◆ **REQUIREMENTS**
Copy every line of the listing exactly.

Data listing

════════

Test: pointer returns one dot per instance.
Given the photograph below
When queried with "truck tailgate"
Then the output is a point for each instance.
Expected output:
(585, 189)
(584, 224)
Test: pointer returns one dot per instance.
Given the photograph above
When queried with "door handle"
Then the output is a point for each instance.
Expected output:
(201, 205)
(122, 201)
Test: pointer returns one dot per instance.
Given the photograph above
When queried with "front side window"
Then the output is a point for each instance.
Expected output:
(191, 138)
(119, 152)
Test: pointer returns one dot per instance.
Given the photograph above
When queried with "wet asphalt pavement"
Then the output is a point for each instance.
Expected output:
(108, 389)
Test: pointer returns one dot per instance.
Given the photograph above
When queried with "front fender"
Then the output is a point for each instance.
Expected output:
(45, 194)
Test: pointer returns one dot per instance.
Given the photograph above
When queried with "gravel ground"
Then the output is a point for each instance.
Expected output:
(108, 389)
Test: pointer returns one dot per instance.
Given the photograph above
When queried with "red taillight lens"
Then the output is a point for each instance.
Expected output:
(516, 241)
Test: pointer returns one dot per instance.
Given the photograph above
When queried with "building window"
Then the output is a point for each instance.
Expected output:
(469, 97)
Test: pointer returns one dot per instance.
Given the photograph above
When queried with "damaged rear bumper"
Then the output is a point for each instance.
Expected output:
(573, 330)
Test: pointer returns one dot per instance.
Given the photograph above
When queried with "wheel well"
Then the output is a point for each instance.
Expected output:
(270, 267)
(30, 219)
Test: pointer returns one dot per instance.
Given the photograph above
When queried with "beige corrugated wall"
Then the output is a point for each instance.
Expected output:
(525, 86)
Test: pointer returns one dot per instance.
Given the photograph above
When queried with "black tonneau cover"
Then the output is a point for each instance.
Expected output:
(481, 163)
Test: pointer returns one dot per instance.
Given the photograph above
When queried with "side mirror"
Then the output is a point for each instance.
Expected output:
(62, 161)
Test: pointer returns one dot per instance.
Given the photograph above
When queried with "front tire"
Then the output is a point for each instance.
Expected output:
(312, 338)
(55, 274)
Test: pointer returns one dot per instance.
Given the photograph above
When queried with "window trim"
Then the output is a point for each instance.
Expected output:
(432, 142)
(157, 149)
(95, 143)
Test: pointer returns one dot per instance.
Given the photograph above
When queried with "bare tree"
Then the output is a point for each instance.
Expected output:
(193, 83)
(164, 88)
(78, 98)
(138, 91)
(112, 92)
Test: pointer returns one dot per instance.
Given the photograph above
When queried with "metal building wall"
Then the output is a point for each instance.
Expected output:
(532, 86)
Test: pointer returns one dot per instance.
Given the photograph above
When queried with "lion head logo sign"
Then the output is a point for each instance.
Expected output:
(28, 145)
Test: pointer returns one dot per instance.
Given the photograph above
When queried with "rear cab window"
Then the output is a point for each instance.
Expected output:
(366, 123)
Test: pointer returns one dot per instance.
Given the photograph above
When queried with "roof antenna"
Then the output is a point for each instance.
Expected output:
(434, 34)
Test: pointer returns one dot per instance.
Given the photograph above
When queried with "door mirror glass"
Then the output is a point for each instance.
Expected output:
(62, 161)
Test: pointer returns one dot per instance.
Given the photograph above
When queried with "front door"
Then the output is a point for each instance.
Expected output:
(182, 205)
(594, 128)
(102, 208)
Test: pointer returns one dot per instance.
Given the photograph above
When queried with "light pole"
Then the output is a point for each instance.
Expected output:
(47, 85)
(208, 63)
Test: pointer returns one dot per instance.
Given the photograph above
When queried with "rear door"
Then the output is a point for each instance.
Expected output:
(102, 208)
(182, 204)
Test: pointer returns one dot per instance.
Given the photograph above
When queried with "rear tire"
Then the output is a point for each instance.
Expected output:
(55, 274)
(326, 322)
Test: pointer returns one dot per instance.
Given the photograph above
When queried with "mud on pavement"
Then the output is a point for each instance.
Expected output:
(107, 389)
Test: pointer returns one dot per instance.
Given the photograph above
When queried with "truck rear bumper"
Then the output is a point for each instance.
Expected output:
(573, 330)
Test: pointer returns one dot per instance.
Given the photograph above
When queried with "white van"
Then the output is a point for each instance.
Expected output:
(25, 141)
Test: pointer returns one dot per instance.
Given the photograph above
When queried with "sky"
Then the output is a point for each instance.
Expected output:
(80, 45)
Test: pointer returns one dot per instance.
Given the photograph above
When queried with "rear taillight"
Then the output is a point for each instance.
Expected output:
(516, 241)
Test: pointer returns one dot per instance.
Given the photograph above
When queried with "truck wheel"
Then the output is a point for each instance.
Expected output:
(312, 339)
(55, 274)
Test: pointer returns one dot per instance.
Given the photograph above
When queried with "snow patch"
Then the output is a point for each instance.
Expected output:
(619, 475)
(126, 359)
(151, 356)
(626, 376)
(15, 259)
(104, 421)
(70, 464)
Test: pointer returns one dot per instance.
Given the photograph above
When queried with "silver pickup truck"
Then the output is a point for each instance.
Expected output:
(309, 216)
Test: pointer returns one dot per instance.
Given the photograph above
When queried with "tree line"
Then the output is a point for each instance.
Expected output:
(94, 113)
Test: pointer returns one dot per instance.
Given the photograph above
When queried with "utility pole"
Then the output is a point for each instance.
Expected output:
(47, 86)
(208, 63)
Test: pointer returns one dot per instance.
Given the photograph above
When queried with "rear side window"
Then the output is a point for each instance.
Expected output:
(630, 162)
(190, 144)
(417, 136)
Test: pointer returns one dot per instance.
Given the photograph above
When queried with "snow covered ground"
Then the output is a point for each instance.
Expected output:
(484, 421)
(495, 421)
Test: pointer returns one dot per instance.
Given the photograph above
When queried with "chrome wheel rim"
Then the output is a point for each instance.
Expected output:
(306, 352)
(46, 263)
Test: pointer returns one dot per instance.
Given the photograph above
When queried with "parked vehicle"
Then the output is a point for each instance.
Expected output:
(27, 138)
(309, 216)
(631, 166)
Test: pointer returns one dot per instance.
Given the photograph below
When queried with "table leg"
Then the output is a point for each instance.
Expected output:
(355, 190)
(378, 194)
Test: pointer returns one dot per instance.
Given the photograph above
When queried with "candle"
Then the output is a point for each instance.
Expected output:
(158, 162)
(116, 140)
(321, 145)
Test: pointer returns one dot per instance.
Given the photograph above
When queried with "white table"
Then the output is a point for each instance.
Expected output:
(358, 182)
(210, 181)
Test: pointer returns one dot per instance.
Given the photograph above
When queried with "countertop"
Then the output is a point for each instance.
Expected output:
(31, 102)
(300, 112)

════════

◆ **WRITTEN ANSWER**
Test: pointer returns one dot per instance.
Given the photograph below
When queried with "truck tailgate"
Then the output is a point for each instance.
Expected output:
(585, 189)
(584, 224)
Test: pointer returns one dot per instance.
Given the photograph above
When queried with "door handle"
Then the output is a point for each instance.
Expected output:
(201, 205)
(122, 201)
Test: pointer returns one dot per instance.
Given the photograph above
When queried with "front side window"
Then the output is a point for each instance.
Expected output:
(191, 138)
(119, 152)
Test: pointer returns one dot per instance.
Given the photograph above
When queried with "wet asphalt pavement"
Then the output is a point for each instance.
Expected output:
(108, 389)
Test: pointer returns one dot per instance.
Given the photograph above
When queried with "front fender"
Then the output is a point for each instance.
Expected output:
(45, 194)
Test: pointer returns one dot per instance.
Given the photograph above
When queried with "gravel ground"
Then the output is a point for each instance.
Expected output:
(108, 389)
Test: pointer returns one dot per instance.
Given the photograph above
When queried with "red taillight lens"
Then the output is a point for each instance.
Expected output:
(516, 241)
Test: pointer returns one dot per instance.
Given the photograph above
When queried with "building window"
Then the output is a point for each instance.
Expected output:
(469, 97)
Test: pointer returns one dot per instance.
Given the photograph above
When queried with "damaged rear bumper"
Then the output is a point for each instance.
Expected output:
(573, 330)
Test: pointer returns one dot per instance.
Given the photograph above
When queried with "wheel well"
Then the output is a point for each instance.
Expected output:
(270, 267)
(30, 219)
Test: pointer returns one dot per instance.
Given the photograph above
When queried with "beige corrugated wall"
Then the output is a point for each instance.
Expected output:
(525, 86)
Test: pointer returns one dot per instance.
Given the photograph above
When queried with "black tonneau cover"
Then the output is a point for each instance.
Expected output:
(481, 163)
Test: pointer returns one dot per instance.
Given the photograph above
When queried with "side mirror"
Then the output is a point for each instance.
Expected output:
(62, 161)
Test: pointer returns one dot per instance.
Given the photograph above
When queried with "front tire"
Then the output is a point for each instance.
Expected output:
(312, 338)
(55, 274)
Test: pointer returns one dot per instance.
Given the photograph above
When queried with "window trim"
Then the output is a point for each instance.
Expected output:
(432, 142)
(157, 149)
(95, 143)
Test: pointer returns one dot per instance.
Given the photograph above
When queried with "bare tree"
Then the output is a point for each instance.
Expected output:
(193, 83)
(164, 88)
(78, 98)
(138, 91)
(112, 92)
Test: pointer returns one dot per instance.
Given the photograph above
When queried with "metal building wall"
Then the output is a point for each instance.
Expected output:
(532, 86)
Test: pointer returns one dot per instance.
Given the photograph above
When queried with "lion head logo sign"
Then the output is a point for each instance.
Expected output:
(28, 145)
Test: pointer returns one dot per instance.
Given the photograph above
When queried with "rear cab window"
Then the output is a point for each instance.
Expected output:
(366, 123)
Test: pointer returns one dot per instance.
Given the photograph above
When queried with "roof antenna"
Then the output is a point for each instance.
Expected output:
(434, 34)
Test: pointer returns one dot per instance.
Given the photograph above
When queried with "door mirror glass"
Then the output is a point for each instance.
Expected output:
(62, 161)
Test: pointer returns one dot per instance.
Given the photograph above
When queried with "front door"
Then the output is a point for each instance.
Expected output:
(182, 205)
(594, 128)
(102, 208)
Test: pointer returns one dot per instance.
Given the photograph above
When queried with "light pole"
Then the output is a point for each instance.
Expected output:
(47, 85)
(208, 63)
Test: pointer returns one dot per instance.
Given the photograph above
When queried with "rear door"
Then the output is a point for each instance.
Expected output:
(102, 208)
(182, 204)
Test: pointer returns one dot per instance.
Given the photograph above
When queried with "rear tire"
Then the output is a point for each instance.
Expected output:
(55, 274)
(326, 322)
Test: pointer returns one dot per instance.
Given the photograph above
When queried with "mud on pavement"
Then the output is a point for each instance.
Expected output:
(107, 389)
Test: pointer returns one dot per instance.
Given the photograph above
When queried with "truck rear bumper"
Then the output is a point for each instance.
Expected output:
(573, 330)
Test: pointer returns one dot per instance.
Given the photograph above
When queried with "white van"
Then the output is a point for each instance.
Expected output:
(25, 141)
Test: pointer returns one dot per instance.
Given the photograph above
When queried with "sky"
Then the output is a point for each instance.
Expected output:
(80, 45)
Test: pointer returns one dot per instance.
Given the photograph above
When queried with "rear taillight"
Then the output is a point for each instance.
Expected output:
(516, 241)
Test: pointer returns one dot per instance.
Given the photograph above
When queried with "truck wheel"
Then the output is a point for each instance.
Expected output:
(312, 339)
(55, 274)
Test: pointer returns one dot per instance.
Given the photograph above
When queried with "snow patch"
Then the output is a point for each instance.
Expected output:
(619, 475)
(126, 359)
(151, 356)
(626, 376)
(15, 259)
(104, 421)
(70, 464)
Test: pointer returns one dot per instance.
Given the photograph above
When queried with "silver pickup truck"
Then the output is a point for each instance.
Expected output:
(309, 216)
Test: pointer returns one dot per instance.
Given the photograph above
When queried with "tree line"
Then the output is a point for each instance.
Expected output:
(94, 113)
Test: pointer returns one dot per instance.
Given the photograph above
When queried with "utility pole"
Then the output is a point for each instance.
Expected output:
(47, 86)
(208, 63)
Test: pointer returns one dot per instance.
Given the photograph above
When queried with "rear side window"
Then the output is a point for each instance.
Expected output:
(630, 162)
(190, 144)
(417, 136)
Test: pointer returns one dot per instance.
Given the photograph above
When queried with "snow covered ground"
Then the output is a point for each instance.
Expected output:
(484, 421)
(495, 421)
Test: pointer returns one dot per instance.
Given the photograph above
When queried with "chrome wheel rim"
Then the output is a point for each instance.
Expected output:
(306, 352)
(46, 263)
Test: pointer returns one dot per instance.
Given the photograph above
When queried with "parked vehicle"
Then the output is a point for each instance.
Expected output:
(27, 138)
(309, 216)
(631, 166)
Test: pointer returns one dot per instance.
Given the photograph below
When queried with "table leg"
Then the output is a point for each instance.
Expected output:
(355, 190)
(378, 194)
Test: pointer returns one dot per instance.
Given the photograph above
When queried with "candle"
Then the output is a point for each instance.
Expected output:
(158, 162)
(116, 140)
(321, 145)
Test: pointer returns one dot per instance.
Given the photograph above
When queried with "white table"
Then the output is a point for each instance.
Expected output:
(358, 182)
(210, 181)
Test: pointer returns one dot per instance.
Given the photograph above
When queried with "countertop"
Then the output is a point for each instance.
Expected output:
(31, 102)
(300, 112)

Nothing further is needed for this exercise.